David Vandervelde: una musica in testa, aspettando l'alba

di Paolo Bassotti

Qualche anno fa andava di moda parlare di guilty pleasures. L’artista di turno, spesso sollecitato da un intervistatore malizioso, faceva coming out. Ammetteva, nella propria immacolata collezione di dischi, accanto ai bootleg degli Stooges e ai vinili dei Kraftwerk, la presenza di album tanto godibili e irrinunciabili quanto imbarazzanti e fuori moda. I nomi più ricorrenti del mondo dei piaceri proibiti erano le stelle del MOR, del rock per adulti degli anni settanta. Oggi s’è finalmente capito che non c’è nulla da vergognarsi ad amare Hall & Oates e i Wings, e che, seppure certi dischi erano la negazione dello spirito giovane e selvaggio del rock, offrivano esempi splendidi di altri aspetti fondamentali della musica leggera: la scrittura e la produzione della forma canzone. Quale sfizio potrebbe al giorno d’oggi sembrar peccaminoso? Stephin Merritt dei Magnetic Fields si fa da tempo paladino degli Abba quanto dei Jesus And Mary Chain, Dennis Wilson viene finalmente ristampato a dovere, e gli svedesi di etichette come la Labrador dispensano delicatezze con la sicura grazia di chi pare avere reinventato il sole (seppure in una versione un po’ sbiadita).

Una delle belle sorprese della prima parte del 2008 è stato Here’s To Being Here l’album di Jason Collett, nel quale abbiamo trovato un ex membro dei Broken Social Scene, splendidi sabotatori delle forme canoniche, alle prese col revival del lato morbido della West Coast.

Ancor più sorprendente è stato vederlo superato nell’impresa da David Vandervelde, giovane musicista di Chicago, che torna con un lavoro che pare voler gridare al mondo: “Ammettetelo! Quando ascoltate Deja Vu, è per Teach Your Children e Our House più che per Carry On e Almost Cut My Hair!”

Ci si stupisce di questo nuovo Vandervelde perché col suo esordio, The Moonstation House Band, del 2007, sembrava inserirsi nel filone del nuovo glam, accanto a Bobby Cohn, White Williams e ai nuovi Of Montreal. Lo faceva sfoderando perfette riproduzioni del sound dei T Rex, impressionanti soprattutto nella riproposta di certi vezzi vocali. Chi l’avrebbe mai detto che Vandervelde portava nel cuore più Tony Visconti che Marc Bolan? In Waiting For The Sunrise, appena uscito, ha affinato la sua abilità in cabina di regia, e l’ha messa al servizio di suoni molto più americani, caldi e maturi. Nella breve intervista che ci ha concesso ha confermato i nostri sospetti sulle sue influenze come produttore:

Sono un grande fan di Lindsey Buckingham e sono stato influenzato dal suo lavoro con e senza i Fleetwood Mac. Sono anche un grande appassionato di Jeff Lynne (Mente degli ELO e produttore per George Harrison e Tom Petty, N.d.G.).

[Elementi da un dataset]
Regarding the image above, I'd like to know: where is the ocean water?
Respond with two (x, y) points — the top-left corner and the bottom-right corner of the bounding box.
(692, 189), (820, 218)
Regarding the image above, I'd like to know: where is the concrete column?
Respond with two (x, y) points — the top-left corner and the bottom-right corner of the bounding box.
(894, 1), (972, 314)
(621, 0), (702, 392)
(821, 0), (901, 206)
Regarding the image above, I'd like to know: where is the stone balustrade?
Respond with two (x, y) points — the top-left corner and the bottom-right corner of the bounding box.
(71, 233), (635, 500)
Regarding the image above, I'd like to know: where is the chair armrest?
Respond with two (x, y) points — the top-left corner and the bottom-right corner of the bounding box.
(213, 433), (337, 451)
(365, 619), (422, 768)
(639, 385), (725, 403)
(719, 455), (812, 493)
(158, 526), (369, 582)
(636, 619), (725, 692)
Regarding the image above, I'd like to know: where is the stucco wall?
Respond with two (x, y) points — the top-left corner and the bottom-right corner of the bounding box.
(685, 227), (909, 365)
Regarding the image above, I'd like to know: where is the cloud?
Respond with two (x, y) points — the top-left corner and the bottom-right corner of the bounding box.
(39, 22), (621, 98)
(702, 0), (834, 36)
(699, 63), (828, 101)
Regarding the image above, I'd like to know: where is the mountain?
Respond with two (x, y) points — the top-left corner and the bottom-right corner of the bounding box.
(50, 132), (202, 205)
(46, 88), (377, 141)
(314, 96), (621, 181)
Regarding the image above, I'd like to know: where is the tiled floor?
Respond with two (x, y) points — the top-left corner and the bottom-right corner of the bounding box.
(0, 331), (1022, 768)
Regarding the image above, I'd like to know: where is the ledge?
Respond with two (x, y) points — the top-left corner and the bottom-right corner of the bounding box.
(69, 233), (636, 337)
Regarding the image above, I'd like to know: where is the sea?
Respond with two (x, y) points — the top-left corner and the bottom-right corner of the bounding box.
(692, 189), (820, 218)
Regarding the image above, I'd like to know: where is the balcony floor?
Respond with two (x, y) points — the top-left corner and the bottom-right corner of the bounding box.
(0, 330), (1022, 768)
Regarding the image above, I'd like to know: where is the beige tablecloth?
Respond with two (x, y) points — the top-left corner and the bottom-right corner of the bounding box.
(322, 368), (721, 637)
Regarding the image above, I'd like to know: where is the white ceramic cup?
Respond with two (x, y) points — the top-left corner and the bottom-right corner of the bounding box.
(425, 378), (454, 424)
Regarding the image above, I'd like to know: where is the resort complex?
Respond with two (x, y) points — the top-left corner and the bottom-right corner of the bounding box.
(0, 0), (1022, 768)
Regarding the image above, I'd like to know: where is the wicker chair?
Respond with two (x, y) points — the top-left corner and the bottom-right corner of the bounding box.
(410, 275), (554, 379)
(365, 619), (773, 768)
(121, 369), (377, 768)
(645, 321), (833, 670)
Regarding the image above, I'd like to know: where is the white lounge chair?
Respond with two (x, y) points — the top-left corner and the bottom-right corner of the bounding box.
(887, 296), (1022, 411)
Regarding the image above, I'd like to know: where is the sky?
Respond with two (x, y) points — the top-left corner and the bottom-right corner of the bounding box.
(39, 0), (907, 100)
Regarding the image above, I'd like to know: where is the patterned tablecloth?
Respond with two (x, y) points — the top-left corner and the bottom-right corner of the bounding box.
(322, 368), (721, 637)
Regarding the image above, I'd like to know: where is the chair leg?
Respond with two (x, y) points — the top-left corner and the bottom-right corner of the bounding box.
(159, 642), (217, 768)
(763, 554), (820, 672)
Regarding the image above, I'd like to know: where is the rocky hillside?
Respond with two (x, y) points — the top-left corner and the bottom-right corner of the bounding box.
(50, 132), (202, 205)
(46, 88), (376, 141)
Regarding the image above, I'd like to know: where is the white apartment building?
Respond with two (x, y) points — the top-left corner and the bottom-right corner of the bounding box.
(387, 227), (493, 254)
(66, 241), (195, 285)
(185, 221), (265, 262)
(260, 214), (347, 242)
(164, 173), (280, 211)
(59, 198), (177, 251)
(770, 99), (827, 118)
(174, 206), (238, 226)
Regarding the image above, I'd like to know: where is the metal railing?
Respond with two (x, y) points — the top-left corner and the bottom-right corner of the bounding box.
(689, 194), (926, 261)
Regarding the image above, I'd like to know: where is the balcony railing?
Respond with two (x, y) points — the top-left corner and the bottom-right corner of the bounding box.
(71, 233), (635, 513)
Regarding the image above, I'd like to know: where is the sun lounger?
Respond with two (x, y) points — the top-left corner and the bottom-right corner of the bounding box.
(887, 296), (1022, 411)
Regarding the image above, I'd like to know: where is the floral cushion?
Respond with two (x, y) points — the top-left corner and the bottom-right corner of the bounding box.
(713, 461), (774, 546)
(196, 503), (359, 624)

---

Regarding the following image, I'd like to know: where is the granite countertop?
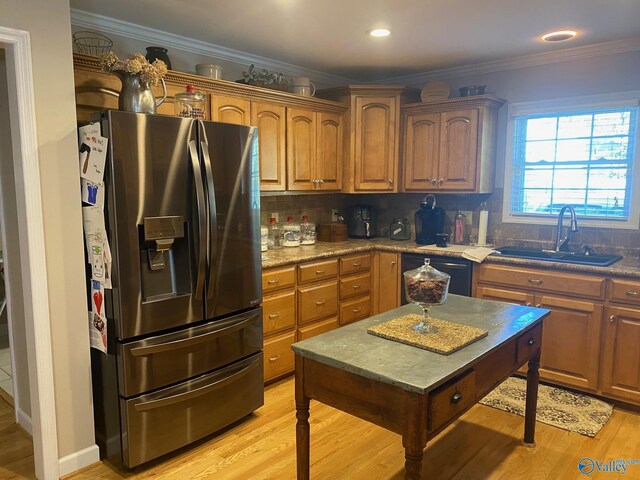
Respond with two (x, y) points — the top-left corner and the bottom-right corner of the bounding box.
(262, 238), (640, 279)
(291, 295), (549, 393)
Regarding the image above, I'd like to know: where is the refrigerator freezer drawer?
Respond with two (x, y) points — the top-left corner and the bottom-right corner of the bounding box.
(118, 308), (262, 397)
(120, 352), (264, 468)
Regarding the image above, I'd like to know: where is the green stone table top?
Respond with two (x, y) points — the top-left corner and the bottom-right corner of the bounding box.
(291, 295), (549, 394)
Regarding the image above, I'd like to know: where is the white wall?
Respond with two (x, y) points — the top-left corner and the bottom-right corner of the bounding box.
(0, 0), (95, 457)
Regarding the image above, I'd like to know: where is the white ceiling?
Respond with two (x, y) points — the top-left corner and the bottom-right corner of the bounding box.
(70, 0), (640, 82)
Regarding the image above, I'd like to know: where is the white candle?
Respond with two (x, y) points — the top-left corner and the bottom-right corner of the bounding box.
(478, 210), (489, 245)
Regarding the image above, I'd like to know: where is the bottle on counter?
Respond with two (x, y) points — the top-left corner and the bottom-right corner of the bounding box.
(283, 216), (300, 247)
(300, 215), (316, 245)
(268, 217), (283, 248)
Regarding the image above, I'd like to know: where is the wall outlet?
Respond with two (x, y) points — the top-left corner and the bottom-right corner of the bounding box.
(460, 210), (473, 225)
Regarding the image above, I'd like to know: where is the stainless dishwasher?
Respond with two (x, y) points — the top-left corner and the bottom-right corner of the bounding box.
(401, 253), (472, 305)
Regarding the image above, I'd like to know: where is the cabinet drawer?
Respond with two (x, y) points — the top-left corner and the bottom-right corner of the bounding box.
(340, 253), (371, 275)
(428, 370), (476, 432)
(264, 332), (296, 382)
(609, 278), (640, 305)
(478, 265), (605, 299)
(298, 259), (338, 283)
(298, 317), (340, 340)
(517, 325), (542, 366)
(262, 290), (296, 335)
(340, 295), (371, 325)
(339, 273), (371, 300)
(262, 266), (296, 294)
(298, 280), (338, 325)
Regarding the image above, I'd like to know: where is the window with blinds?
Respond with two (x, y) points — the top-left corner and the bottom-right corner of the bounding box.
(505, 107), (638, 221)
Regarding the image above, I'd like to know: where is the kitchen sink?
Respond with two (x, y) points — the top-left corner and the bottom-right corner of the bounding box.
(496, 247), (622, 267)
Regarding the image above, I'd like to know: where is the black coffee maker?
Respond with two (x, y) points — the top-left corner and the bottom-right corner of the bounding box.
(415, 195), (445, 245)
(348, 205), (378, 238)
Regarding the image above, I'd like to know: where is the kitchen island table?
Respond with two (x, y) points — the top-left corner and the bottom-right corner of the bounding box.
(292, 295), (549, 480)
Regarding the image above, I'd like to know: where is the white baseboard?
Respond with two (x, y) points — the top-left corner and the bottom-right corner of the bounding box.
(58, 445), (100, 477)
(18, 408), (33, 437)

--

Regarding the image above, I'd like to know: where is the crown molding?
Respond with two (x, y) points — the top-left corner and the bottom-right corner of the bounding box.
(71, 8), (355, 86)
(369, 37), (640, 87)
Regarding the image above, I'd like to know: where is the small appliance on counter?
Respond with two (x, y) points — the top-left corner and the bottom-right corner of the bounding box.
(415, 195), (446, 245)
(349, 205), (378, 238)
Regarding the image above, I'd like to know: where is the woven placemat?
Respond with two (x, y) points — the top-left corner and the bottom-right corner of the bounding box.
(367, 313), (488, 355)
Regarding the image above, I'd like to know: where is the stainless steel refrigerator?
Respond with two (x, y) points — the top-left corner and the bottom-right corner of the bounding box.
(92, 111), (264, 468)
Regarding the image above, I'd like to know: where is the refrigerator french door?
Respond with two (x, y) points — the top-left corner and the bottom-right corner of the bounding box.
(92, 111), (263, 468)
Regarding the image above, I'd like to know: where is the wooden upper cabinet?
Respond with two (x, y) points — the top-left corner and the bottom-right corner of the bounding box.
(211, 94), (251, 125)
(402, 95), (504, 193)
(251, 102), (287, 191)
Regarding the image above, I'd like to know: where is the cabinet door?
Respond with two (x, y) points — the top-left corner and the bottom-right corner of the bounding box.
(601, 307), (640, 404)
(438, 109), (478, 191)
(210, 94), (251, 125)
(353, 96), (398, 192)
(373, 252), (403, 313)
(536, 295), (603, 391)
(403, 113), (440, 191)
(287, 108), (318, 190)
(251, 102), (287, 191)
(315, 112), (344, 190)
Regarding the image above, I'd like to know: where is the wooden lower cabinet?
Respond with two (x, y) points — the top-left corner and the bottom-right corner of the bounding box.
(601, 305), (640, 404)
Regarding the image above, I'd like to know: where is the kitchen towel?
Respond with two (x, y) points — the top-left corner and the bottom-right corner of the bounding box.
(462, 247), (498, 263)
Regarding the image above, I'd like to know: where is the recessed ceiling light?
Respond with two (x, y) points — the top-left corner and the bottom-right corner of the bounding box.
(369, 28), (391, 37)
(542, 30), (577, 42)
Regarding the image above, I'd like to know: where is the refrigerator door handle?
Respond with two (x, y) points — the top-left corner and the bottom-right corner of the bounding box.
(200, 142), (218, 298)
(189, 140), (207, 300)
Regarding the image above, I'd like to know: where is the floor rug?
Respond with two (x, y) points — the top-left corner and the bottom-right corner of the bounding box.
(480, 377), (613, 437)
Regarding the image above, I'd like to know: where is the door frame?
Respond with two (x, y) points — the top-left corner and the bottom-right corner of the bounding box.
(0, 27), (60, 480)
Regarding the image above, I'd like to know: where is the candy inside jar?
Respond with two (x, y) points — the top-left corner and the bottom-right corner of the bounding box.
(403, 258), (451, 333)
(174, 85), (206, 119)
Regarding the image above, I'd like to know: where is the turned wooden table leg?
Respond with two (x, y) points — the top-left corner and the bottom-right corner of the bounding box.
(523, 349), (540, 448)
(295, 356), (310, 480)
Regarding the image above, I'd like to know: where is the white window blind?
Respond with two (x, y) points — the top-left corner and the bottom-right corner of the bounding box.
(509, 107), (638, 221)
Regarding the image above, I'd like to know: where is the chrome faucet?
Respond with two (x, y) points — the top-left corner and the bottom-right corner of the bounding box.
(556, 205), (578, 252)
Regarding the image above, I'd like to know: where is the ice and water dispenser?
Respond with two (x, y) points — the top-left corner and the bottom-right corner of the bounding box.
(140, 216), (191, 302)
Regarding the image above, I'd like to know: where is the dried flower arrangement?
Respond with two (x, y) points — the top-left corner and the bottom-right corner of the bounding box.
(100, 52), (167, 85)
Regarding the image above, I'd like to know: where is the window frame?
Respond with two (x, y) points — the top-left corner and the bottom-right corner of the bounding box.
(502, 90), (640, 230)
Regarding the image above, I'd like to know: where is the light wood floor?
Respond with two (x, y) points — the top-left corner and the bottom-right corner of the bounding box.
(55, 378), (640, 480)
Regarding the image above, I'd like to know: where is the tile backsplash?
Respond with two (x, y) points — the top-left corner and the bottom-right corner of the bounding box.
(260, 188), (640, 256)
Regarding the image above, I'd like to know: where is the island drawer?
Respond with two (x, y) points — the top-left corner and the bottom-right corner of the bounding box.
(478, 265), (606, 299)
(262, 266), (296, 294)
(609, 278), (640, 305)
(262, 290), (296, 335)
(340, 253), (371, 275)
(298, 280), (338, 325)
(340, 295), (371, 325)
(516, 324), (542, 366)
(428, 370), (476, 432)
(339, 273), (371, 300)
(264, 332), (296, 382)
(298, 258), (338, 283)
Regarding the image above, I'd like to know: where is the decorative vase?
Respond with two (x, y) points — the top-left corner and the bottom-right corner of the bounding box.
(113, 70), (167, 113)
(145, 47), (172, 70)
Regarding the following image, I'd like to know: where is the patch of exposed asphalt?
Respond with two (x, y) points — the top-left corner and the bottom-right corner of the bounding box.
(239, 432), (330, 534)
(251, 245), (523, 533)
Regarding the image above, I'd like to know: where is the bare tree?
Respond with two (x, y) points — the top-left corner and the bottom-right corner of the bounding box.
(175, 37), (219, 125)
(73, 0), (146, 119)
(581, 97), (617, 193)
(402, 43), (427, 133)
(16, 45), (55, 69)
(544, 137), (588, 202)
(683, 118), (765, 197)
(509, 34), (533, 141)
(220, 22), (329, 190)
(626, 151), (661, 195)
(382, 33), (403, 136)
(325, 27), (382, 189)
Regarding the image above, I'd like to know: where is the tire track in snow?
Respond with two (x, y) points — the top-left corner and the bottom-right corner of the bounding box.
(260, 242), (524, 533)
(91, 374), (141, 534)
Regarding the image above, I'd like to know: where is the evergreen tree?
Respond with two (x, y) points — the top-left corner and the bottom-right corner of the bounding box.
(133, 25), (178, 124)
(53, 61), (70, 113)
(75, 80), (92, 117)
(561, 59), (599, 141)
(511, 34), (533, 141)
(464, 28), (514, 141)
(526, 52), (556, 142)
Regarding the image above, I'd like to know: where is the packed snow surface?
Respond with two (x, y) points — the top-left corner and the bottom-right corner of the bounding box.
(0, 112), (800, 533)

### Obiettivo 1
Trascrivi dall'articolo su David Vandervelde il passo da "Sono un grande" a "Tom Petty, N.d.G.).".
### Obiettivo 2
Nelle righe di dati, ripeti parola per parola il tratto dalla riga con "the sun lounger?" alla riga con "(196, 503), (359, 624)", incluse entrambe.
Il testo e le righe sono due cose distinte, senza legami tra loro.

### Risposta 1
Sono un grande fan di Lindsey Buckingham e sono stato influenzato dal suo lavoro con e senza i Fleetwood Mac. Sono anche un grande appassionato di Jeff Lynne (Mente degli ELO e produttore per George Harrison e Tom Petty, N.d.G.).

### Risposta 2
Regarding the image above, I'd like to know: where is the sun lounger?
Respond with two (x, y) points — the top-left corner and the bottom-right corner of the bounding box.
(887, 296), (1022, 411)
Regarding the image above, I'd like to know: where is the floral cushion?
Respond with two (x, y) points — the top-left corner and the bottom-right corner of the bounding box.
(713, 461), (774, 546)
(196, 503), (359, 624)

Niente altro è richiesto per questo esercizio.